>> Begin Exercise materials

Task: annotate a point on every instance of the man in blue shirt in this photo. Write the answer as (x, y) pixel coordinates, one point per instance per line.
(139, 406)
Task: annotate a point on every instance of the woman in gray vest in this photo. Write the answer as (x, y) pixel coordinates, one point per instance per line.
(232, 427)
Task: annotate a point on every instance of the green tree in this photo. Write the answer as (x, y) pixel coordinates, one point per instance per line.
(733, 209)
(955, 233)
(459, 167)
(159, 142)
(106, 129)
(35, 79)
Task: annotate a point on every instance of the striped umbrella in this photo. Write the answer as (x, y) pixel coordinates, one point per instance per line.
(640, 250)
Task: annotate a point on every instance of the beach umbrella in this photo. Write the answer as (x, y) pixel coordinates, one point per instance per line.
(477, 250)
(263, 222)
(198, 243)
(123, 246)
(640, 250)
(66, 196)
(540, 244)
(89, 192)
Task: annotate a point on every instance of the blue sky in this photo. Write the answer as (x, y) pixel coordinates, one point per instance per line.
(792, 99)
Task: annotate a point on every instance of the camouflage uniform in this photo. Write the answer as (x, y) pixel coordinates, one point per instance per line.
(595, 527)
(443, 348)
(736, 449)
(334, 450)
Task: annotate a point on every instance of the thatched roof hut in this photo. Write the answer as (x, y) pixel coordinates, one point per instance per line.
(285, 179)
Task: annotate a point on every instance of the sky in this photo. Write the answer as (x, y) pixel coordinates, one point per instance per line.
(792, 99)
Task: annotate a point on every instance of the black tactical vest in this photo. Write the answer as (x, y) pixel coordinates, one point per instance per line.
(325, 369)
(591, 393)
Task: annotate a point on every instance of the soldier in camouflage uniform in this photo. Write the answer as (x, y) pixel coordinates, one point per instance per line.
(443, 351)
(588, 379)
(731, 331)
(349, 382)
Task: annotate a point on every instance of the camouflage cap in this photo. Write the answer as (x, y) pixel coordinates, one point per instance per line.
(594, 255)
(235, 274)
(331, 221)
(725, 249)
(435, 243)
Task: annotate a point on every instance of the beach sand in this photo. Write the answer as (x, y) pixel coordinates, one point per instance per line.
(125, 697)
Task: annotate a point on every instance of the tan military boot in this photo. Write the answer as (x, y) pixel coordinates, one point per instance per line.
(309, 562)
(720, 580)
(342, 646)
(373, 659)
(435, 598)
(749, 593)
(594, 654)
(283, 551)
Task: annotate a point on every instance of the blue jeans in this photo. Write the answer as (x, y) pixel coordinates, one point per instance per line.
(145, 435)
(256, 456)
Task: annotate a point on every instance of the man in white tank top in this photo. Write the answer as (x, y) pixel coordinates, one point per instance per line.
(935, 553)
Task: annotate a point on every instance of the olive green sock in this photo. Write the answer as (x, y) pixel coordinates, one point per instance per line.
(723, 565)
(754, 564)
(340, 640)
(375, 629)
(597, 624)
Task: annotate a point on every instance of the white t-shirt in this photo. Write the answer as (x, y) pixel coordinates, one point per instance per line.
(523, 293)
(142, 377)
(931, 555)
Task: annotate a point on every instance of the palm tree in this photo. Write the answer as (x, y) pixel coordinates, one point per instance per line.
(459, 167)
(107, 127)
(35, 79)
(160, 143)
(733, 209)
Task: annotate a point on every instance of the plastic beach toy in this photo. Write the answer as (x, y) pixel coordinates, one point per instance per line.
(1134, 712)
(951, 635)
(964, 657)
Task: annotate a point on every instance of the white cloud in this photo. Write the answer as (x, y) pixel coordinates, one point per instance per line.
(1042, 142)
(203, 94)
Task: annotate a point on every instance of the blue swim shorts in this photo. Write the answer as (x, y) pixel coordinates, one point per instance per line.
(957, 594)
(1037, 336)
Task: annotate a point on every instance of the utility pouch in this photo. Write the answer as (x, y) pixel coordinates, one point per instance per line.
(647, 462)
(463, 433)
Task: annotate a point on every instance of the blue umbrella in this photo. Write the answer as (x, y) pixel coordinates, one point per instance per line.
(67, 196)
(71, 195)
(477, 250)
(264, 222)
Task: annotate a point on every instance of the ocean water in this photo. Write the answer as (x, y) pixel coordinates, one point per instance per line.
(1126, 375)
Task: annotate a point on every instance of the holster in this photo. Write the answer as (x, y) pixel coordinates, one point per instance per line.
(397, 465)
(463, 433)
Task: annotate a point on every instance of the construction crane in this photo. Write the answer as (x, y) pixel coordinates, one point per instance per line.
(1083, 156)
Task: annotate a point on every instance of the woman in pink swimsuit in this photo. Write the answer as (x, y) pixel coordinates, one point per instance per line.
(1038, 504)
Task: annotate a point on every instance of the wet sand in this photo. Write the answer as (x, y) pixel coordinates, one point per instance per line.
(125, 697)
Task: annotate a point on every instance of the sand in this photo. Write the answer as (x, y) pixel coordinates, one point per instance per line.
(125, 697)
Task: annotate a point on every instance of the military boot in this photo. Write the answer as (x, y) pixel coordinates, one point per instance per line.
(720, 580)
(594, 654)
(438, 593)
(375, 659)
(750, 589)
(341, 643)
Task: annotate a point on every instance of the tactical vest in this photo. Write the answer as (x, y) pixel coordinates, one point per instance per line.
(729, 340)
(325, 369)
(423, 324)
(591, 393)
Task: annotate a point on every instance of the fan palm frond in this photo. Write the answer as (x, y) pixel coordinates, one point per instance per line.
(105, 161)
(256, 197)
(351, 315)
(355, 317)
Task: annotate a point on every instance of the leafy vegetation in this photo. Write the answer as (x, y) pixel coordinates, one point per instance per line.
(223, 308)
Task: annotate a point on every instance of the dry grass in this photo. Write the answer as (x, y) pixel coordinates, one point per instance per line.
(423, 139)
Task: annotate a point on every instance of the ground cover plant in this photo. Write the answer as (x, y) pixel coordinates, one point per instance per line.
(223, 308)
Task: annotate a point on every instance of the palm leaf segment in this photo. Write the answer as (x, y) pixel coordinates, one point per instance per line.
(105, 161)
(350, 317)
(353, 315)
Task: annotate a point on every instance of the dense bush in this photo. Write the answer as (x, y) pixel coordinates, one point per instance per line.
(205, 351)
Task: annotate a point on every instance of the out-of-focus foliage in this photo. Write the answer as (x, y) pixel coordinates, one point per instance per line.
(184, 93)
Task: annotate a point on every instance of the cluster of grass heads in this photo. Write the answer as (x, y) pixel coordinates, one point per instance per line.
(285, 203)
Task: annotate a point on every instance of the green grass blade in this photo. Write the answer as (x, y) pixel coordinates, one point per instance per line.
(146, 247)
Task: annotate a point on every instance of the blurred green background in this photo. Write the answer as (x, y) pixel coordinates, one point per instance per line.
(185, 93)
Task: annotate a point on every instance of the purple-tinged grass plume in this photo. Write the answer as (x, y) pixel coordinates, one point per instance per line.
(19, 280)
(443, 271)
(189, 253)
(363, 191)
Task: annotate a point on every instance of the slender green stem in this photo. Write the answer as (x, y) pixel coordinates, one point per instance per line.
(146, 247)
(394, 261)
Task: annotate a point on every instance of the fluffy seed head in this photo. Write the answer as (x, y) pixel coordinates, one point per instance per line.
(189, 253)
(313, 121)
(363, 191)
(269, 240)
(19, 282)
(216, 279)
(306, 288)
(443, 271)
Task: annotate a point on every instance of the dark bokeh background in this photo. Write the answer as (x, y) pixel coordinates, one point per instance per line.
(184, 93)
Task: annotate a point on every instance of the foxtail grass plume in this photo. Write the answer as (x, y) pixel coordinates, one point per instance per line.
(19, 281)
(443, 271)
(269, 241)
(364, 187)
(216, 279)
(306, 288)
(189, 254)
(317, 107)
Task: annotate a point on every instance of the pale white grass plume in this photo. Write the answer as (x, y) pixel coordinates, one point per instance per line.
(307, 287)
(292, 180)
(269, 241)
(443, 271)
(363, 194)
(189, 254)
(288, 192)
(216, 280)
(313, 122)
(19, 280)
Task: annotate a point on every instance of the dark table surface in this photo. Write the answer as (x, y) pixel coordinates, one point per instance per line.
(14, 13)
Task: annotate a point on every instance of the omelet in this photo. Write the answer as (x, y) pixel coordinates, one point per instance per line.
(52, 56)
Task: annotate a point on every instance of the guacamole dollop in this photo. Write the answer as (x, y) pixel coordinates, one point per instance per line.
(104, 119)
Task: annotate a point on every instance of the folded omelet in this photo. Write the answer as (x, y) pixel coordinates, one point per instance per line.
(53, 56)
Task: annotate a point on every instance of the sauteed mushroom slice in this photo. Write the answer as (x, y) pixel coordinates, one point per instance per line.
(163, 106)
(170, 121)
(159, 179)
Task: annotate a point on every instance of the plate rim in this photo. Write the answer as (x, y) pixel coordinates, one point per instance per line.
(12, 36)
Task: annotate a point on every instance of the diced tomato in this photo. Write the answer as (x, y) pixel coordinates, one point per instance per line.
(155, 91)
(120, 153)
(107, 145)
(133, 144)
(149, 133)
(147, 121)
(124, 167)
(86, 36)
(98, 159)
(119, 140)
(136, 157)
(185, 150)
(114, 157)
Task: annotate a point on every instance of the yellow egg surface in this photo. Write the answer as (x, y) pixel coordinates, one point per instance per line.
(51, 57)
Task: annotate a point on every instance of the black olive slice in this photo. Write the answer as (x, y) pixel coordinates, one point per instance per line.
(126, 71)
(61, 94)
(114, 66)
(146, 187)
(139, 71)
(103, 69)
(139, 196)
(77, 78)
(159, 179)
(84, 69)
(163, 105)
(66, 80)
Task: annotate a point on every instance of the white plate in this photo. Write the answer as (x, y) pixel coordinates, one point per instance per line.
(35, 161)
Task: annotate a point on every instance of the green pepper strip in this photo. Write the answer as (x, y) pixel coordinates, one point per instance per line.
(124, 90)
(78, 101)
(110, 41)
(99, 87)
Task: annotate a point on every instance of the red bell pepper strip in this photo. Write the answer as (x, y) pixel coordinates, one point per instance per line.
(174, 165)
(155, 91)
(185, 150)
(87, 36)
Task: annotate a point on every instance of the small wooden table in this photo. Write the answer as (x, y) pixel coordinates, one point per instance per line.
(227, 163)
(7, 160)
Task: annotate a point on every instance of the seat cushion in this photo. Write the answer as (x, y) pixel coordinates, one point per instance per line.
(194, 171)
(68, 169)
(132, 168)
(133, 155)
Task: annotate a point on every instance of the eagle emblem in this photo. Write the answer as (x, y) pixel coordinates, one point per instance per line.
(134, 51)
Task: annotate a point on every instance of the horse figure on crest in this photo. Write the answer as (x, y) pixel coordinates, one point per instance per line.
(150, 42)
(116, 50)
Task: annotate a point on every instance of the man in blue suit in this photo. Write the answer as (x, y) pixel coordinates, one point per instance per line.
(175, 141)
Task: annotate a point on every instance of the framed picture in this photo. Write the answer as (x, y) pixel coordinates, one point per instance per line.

>> End Exercise materials

Everything from the line containing "Task: annotate a point on every instance of the eagle" to the last line of the entries above should be quoted exactly, and only that.

Task: annotate a point on every instance of the eagle emblem in this photo. Write the answer as (x, y) pixel coordinates, one point per instance per line.
(134, 51)
Task: annotate a point on every instance of the horse figure on crest in this photo. Write the answer as (x, y) pixel coordinates, one point per instance per line.
(150, 42)
(116, 50)
Task: annotate a point on every instance of the man in blue suit in this photo. Write the answer as (x, y) pixel coordinates, one point per instance per line.
(175, 141)
Task: annotate a point on every instance of the framed picture in this photo. Write the answer as (x, y) pixel coordinates, one point per instance per line.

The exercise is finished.